§ **Your goal**
Starting with the line that contains "of the blue", set down each line through the end of the entries below, exactly and with nothing added.

[Data entries]
============
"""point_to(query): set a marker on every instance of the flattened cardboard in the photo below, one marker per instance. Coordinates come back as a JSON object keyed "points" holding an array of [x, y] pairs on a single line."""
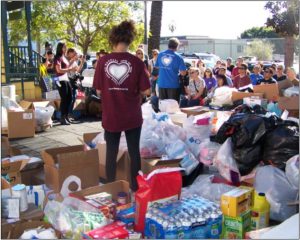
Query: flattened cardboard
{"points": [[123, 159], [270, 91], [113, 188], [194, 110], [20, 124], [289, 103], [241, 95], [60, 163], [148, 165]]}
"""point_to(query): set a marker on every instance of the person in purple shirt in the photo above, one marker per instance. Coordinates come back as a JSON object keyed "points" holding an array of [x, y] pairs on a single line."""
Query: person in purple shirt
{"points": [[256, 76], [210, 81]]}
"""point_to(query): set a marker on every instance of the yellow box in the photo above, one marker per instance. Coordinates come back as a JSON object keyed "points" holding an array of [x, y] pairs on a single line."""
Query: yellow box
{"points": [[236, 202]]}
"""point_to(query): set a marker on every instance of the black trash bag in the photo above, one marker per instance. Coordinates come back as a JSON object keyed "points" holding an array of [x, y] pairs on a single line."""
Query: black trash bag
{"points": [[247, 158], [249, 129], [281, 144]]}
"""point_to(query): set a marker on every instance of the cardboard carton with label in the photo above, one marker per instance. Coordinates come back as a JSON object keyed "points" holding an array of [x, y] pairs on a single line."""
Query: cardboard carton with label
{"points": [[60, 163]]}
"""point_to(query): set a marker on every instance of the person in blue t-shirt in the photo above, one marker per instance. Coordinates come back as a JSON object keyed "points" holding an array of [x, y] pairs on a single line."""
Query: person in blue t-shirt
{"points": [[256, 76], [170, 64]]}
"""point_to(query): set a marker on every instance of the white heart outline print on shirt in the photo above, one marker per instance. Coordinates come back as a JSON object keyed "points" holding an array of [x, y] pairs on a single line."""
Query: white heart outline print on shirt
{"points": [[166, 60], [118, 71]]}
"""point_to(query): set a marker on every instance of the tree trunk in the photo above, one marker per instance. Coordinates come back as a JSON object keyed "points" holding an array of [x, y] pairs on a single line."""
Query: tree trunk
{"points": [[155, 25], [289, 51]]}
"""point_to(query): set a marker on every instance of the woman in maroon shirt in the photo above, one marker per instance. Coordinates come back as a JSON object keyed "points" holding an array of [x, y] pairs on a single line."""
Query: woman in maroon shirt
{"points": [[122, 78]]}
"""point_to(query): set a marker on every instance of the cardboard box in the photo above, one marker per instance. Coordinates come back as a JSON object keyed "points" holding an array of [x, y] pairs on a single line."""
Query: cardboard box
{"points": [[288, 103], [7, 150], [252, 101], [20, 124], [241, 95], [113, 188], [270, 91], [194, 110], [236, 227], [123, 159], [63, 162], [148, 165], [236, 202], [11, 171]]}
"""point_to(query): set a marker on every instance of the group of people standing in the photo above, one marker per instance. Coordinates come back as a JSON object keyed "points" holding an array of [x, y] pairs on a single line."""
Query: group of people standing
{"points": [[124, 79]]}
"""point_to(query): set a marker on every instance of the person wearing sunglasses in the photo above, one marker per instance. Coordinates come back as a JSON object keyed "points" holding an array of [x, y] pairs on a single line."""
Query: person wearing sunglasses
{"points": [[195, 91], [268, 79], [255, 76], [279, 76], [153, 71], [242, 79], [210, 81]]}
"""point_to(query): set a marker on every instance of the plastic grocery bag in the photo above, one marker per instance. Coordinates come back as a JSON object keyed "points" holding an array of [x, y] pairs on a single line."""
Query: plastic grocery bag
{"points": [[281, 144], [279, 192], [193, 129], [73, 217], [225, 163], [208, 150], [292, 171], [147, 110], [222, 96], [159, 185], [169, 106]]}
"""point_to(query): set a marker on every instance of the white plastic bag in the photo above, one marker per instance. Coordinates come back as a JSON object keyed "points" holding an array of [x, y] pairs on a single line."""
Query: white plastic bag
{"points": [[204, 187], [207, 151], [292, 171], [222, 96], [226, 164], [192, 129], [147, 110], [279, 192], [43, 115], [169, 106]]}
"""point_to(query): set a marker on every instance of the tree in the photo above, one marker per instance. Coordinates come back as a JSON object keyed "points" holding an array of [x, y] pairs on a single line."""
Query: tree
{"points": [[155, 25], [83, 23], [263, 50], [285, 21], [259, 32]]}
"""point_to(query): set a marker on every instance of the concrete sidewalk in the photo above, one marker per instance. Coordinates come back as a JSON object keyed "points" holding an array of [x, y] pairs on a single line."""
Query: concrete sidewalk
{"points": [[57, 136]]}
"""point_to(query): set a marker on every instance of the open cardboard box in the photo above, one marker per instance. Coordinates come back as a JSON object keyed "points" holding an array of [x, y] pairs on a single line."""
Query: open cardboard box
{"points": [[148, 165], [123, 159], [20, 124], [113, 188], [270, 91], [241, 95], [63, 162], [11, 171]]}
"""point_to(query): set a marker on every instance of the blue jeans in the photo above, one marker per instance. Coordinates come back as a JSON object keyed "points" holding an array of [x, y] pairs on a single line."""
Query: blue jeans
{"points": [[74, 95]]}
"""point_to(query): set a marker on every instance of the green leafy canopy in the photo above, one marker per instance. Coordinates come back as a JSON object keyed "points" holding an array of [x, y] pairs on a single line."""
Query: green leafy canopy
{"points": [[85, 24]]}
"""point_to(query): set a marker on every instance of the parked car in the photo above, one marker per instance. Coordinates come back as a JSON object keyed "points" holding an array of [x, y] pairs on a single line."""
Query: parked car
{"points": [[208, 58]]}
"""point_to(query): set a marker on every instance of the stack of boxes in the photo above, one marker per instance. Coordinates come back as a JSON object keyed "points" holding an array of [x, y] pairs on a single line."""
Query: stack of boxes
============
§ **Reply**
"""point_to(query): set a marker on every instance of the blue jeans in the photo above, one marker per instance. Coordinates come back as a JSON object keyed "points" holding an array of [x, y] pairs on a single line."""
Query: blue jeans
{"points": [[74, 95]]}
"""point_to(query): set a marker on every instance of the green leafy canopy in the photo above, one marker per instance. Coordinates come back as a JSON object keyed "points" holding an array of [x, y] pairs on a single line."""
Query: green leafy canopy
{"points": [[85, 24]]}
"""point_to(query): set a marker on every instance of the parked car in the photo above, one marker per instance. Coordinates come back as a JSON object keyed "points" holding an array of [x, y] pairs on a single line."""
Query: parked car
{"points": [[208, 58]]}
"""point_to(query): set a marker on every instance of the stack of boxes in the photo above, one marker per instance. Coordinates come back as a JSON object keyed "points" holding an array of [x, y] pairs on a single line."""
Query: stack of boxes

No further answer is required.